_Document source_:

Nous avons pu constater en revanche que la communauté d’agglomération de la Vallée de Montmorency dispose, elle, d’effectifs étatiques adaptés à ses besoins. La gendarmerie nationale et la police municipale y font bon ménage ! Leurs responsables respectifs se réunissent périodiquement pour échanger des informations relatives à l’ordre public, à la sécurité et à la tranquillité sur le territoire, et ce en vue de l’organisation matérielle des missions qui leur ont été confiées, partageant même, ce qui est assez original, une cartographie de la délinquance.
À Roissy, on nous a expliqué la convention de coordination signée entre la police municipale de la communauté de communes et la gendarmerie nationale. Les missions dévolues aux agents municipaux sont clairement définies : ils peuvent intervenir en tout lieu et à tout moment sur appel téléphonique d’un tiers, à la demande des forces de l’État, sachant que des missions de maintien de l’ordre ne peuvent en aucun cas leur être confiées.
À Amiens, nous nous sommes rendu compte que la vidéosurveillance peut constituer un axe structurant de la coopération entre la police municipale et la police nationale. L’implantation d’un centre de supervision urbain a permis que le dialogue se noue. Les partenaires deviennent complémentaires, les relations verticales disparaissent du même fait, les interventions sont coordonnées.

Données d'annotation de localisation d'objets
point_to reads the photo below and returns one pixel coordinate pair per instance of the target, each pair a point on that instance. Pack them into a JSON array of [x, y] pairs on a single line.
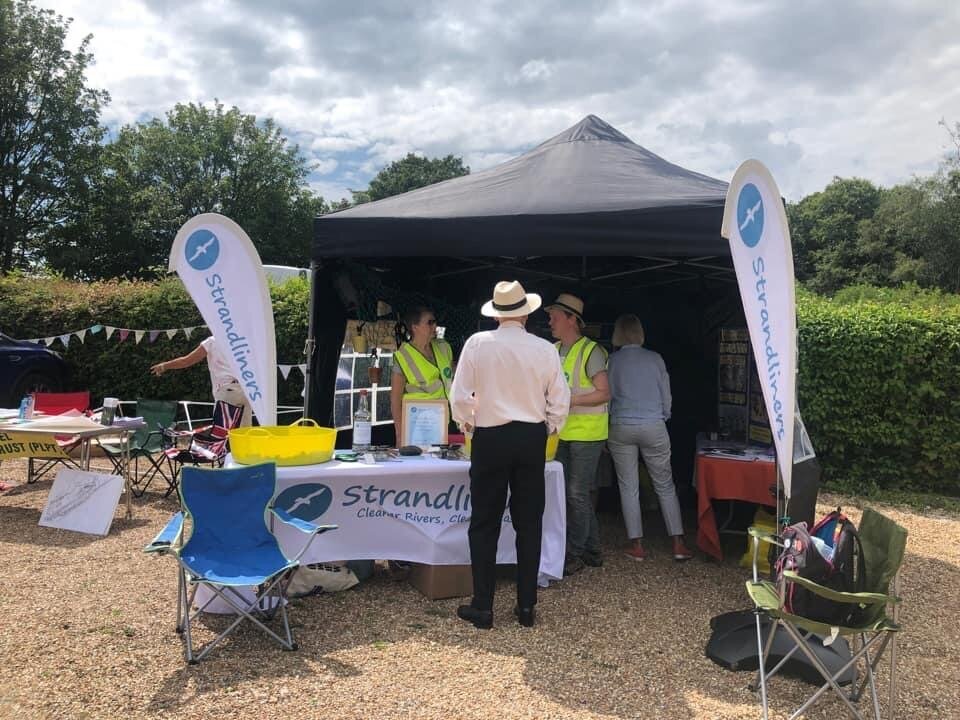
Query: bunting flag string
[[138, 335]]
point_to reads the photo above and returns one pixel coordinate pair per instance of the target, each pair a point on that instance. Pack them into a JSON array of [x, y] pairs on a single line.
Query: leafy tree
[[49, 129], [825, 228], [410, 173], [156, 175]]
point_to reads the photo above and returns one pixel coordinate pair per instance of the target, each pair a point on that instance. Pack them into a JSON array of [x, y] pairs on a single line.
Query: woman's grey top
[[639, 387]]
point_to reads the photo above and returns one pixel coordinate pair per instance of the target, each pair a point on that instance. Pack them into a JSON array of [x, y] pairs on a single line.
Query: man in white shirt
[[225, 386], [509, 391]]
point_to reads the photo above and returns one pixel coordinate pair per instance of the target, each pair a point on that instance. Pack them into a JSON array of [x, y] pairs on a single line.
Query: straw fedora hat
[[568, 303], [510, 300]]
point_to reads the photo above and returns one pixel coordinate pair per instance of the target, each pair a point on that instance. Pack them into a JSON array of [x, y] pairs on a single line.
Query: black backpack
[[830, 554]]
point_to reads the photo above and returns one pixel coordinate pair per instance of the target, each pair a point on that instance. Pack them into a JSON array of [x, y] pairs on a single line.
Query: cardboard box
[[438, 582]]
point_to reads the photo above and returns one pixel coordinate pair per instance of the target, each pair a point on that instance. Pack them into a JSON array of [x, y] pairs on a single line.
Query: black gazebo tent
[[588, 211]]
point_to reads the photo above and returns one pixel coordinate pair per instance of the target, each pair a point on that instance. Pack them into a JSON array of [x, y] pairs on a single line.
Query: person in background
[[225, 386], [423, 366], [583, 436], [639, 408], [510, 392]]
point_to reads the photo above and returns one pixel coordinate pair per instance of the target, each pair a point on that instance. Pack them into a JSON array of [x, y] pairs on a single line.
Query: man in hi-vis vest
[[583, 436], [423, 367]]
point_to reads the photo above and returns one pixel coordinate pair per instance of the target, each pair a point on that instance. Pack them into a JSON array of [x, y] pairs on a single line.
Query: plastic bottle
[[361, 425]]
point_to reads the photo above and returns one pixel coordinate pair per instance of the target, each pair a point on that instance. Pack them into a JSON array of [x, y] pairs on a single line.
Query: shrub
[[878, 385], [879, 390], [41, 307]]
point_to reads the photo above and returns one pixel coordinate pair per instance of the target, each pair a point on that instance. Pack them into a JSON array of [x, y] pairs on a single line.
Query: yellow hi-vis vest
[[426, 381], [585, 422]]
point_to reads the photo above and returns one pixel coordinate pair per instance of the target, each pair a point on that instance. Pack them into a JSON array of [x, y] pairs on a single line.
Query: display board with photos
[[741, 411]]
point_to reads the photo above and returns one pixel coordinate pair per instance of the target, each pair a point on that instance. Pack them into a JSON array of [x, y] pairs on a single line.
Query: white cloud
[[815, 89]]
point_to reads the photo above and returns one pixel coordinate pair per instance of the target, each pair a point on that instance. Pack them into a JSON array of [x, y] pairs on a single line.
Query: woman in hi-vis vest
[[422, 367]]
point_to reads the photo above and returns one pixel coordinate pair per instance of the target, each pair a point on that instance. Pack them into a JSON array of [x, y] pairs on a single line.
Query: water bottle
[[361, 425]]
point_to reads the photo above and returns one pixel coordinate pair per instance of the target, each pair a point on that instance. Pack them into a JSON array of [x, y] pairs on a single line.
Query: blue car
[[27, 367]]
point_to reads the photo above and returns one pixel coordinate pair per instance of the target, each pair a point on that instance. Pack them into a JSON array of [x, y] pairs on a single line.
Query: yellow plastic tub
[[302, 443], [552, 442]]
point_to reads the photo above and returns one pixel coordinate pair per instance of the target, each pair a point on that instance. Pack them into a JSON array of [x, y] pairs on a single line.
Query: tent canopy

_Objectif 1_:
Répondez aux questions suivantes à l'aide du document source :
(a) Que partagent les responsables de la Vallée de Montmorency, ce que le texte juge assez original ?
(b) Quelles missions ne peuvent en aucun cas être confiées aux agents municipaux à Roissy ?
(c) À Amiens, quelle implantation a permis que le dialogue se noue ?
_Objectif 2_:
Indiquez si chacune des affirmations suivantes est conforme au document source, en citant à l'appui les mots décisifs du texte :
(a) À Roissy, la convention de coordination a été signée entre la police municipale et la police nationale.
(b) Dans la Vallée de Montmorency, les responsables de la gendarmerie et de la police municipale se réunissent périodiquement.
(c) À Amiens, la vidéosurveillance a fait apparaître des relations verticales entre les partenaires.

_Réponse complète 1_:
(a) Une cartographie de la délinquance.
(b) Des missions de maintien de l'ordre.
(c) Celle d'un centre de supervision urbain.

_Réponse complète 2_:
(a) Non : « la convention de coordination signée entre la police municipale de la communauté de communes et la gendarmerie nationale ».
(b) Oui : « Leurs responsables respectifs se réunissent périodiquement ».
(c) Non : « les relations verticales disparaissent du même fait ».